## What to produce
Copy out exactly the lines from the line containing "Note: spot the throw" to the end of the listing.

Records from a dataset
---

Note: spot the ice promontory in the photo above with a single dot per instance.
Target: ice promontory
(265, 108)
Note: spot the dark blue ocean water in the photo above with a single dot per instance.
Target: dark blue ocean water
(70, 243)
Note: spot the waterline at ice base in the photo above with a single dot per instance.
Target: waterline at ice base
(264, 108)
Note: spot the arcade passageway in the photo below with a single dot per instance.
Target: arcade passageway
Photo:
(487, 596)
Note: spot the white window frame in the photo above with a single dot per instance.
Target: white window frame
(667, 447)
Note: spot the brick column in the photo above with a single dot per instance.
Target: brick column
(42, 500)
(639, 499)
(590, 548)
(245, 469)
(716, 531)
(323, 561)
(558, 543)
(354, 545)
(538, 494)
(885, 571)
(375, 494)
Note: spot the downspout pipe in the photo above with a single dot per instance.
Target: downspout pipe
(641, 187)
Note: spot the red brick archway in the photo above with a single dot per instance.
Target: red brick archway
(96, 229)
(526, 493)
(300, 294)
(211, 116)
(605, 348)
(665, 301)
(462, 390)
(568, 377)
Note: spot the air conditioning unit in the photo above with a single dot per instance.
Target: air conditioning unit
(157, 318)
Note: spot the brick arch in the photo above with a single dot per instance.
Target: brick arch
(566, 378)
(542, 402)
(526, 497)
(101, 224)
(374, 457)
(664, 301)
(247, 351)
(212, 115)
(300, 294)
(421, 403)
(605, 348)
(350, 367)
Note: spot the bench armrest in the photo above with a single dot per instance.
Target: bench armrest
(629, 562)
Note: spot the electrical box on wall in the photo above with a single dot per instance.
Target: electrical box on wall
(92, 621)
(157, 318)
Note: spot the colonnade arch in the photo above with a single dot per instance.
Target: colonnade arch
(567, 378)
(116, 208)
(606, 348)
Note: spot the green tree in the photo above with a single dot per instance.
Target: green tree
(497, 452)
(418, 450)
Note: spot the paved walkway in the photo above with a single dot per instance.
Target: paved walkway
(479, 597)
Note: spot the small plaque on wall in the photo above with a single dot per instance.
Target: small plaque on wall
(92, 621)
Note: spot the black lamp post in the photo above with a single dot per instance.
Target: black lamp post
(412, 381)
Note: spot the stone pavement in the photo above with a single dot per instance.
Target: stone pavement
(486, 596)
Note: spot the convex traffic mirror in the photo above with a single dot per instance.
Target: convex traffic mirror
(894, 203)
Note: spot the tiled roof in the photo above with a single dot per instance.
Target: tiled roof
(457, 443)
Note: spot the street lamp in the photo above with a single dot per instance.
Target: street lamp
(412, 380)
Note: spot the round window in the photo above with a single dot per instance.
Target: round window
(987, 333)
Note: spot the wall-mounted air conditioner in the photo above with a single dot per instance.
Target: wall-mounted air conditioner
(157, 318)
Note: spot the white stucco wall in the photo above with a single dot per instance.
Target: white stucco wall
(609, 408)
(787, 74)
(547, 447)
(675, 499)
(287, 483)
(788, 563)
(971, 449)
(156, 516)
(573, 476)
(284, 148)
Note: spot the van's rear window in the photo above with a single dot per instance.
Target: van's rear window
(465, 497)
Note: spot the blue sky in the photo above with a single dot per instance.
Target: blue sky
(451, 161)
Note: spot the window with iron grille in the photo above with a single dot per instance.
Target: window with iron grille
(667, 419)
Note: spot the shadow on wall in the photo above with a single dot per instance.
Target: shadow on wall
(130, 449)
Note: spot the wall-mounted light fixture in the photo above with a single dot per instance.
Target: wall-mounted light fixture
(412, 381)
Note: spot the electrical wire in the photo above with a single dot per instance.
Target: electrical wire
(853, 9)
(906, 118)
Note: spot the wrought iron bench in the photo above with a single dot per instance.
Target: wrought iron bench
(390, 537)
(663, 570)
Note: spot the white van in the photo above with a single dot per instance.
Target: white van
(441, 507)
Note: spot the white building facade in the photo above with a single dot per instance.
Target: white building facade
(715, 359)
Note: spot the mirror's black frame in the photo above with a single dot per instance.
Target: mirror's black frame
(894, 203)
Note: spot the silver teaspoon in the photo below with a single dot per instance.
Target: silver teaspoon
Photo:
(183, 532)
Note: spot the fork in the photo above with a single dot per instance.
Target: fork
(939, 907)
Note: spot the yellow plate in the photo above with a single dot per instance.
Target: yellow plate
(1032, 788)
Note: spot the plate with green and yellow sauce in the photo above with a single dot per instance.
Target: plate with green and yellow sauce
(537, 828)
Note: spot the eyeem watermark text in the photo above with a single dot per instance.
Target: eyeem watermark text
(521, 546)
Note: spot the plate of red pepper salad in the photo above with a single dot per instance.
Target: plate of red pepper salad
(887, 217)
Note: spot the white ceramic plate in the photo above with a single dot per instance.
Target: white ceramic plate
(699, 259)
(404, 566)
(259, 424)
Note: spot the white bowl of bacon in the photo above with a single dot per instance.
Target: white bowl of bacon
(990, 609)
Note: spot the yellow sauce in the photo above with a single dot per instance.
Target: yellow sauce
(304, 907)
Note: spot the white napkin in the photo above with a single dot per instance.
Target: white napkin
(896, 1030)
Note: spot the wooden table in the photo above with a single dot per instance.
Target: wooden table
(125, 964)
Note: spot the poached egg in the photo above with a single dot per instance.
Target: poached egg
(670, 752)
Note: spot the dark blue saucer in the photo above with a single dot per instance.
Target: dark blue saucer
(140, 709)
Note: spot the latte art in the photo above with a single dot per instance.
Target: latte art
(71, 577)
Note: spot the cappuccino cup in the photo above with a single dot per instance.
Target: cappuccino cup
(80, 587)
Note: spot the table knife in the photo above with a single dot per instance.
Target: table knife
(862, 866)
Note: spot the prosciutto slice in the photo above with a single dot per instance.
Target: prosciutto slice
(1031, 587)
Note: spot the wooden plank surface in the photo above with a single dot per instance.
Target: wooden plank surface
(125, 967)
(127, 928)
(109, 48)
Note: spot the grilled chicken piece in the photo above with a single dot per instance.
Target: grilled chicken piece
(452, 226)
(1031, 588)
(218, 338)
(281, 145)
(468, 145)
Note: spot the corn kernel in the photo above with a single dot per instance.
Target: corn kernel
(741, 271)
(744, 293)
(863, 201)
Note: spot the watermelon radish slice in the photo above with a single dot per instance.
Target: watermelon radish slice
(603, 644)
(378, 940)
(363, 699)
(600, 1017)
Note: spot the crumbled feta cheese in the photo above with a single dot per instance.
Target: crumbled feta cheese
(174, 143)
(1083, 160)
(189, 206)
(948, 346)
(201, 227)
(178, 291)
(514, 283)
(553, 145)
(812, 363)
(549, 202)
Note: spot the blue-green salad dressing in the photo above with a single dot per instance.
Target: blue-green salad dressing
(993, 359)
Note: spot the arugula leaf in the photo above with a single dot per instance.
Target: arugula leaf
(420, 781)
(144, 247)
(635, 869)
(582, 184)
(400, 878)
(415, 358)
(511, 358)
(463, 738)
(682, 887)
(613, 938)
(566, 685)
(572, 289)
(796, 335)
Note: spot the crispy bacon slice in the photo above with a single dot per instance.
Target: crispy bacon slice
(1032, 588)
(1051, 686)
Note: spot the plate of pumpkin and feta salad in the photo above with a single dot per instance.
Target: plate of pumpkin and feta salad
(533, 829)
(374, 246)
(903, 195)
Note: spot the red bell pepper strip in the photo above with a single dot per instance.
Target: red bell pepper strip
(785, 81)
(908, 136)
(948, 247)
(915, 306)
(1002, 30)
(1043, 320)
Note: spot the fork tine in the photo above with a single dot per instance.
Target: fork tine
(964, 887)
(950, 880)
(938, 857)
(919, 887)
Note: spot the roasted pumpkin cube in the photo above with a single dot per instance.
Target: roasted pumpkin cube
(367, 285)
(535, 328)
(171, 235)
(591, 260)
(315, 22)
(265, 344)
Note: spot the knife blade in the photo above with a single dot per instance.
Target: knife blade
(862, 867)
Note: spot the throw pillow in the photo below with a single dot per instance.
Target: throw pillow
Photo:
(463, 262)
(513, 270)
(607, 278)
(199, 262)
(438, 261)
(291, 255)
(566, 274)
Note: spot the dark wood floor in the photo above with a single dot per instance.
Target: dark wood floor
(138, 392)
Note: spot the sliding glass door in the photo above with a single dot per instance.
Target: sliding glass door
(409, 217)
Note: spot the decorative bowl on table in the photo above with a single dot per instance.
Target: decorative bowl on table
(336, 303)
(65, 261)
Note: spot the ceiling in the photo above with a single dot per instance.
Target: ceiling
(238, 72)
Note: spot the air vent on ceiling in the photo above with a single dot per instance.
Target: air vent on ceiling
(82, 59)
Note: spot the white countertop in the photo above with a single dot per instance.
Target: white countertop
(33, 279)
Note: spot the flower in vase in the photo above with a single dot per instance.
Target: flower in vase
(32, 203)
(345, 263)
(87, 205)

---

## Result
Note: spot the throw pillow in the photo below with a single dot per instance.
Target: throw pillow
Photo:
(463, 262)
(513, 270)
(607, 278)
(199, 262)
(438, 261)
(291, 255)
(566, 274)
Note: spot the dark wood floor in the photo above with a single dot per instance.
Target: dark wood floor
(138, 392)
Note: spot the sliding glass door in the photo above with a single dot per instance.
Target: sliding glass door
(409, 217)
Note: spot the decorative bowl on table in the photo above with a single dot per instance.
Target: decorative bowl on table
(336, 303)
(65, 261)
Note: spot the ceiling in the photo above with a single dot per instance.
Target: ceiling
(238, 72)
Note: spot the air vent on ceiling in the photo above with a single dot per instance.
Target: air vent on ceiling
(82, 59)
Note: spot the white countertop in the photo above with a single dot per instance.
Target: white countertop
(33, 279)
Note: spot the flower in vase in the photo above with a single dot per instance.
Target: flower in vase
(32, 203)
(345, 263)
(87, 205)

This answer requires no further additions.